> _ENTRIES SHOWN_

********

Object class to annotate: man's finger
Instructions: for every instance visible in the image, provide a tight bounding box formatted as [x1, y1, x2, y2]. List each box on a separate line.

********

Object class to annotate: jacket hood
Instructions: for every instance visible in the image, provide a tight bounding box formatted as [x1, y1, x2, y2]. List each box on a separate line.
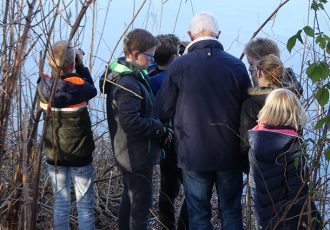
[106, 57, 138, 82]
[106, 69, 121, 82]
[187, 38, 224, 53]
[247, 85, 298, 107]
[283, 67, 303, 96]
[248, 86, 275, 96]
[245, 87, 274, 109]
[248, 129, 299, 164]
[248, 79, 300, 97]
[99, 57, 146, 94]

********

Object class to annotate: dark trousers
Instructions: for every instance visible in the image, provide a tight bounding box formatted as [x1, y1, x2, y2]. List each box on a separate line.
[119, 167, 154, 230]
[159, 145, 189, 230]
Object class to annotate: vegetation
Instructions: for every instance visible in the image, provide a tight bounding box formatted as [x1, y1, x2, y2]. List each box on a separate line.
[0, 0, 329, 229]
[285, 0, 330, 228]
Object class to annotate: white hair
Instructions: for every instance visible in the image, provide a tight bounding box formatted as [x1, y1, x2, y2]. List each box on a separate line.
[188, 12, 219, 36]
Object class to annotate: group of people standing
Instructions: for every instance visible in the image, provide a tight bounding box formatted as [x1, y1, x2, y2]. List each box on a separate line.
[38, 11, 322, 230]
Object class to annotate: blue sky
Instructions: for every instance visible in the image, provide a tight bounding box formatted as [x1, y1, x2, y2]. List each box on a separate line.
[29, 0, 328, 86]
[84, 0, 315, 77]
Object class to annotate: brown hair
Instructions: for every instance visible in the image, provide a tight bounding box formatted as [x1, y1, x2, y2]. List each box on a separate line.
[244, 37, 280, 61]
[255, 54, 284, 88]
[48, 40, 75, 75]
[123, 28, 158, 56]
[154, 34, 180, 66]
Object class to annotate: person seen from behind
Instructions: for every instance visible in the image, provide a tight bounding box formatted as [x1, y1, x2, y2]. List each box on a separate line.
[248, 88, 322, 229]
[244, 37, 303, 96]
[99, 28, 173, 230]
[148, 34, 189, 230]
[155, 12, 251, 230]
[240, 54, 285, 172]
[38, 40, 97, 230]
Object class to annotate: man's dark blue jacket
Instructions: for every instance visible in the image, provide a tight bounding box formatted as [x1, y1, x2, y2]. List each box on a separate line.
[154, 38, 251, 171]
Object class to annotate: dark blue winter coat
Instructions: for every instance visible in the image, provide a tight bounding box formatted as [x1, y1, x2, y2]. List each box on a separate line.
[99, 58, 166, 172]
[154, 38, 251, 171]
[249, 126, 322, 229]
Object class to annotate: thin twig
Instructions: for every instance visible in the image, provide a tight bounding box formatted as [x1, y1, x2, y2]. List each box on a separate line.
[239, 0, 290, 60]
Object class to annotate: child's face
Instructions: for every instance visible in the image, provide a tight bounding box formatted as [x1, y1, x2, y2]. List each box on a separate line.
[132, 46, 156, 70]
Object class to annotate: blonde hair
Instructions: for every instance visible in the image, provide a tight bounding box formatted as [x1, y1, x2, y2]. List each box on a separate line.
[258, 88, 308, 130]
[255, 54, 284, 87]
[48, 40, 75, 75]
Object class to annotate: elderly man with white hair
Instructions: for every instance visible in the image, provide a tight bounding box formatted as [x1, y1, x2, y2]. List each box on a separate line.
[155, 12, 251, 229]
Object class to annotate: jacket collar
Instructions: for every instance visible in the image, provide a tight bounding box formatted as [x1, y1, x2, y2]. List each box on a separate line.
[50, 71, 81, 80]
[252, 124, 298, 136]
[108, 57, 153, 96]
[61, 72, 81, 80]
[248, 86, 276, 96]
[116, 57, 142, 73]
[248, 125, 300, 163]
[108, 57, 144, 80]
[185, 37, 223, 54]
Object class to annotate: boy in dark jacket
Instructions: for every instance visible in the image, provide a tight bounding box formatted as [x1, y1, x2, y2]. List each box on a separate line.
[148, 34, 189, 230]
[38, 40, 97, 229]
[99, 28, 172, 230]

********

> _WHAT IS NEEDED_
Where a line of the material above holds the string "blue", copy that line.

> _TASK RESULT_
Object class to annotate: blue sky
Object class to annotate: man's dark blue jacket
Object class to annotate: dark blue winter coat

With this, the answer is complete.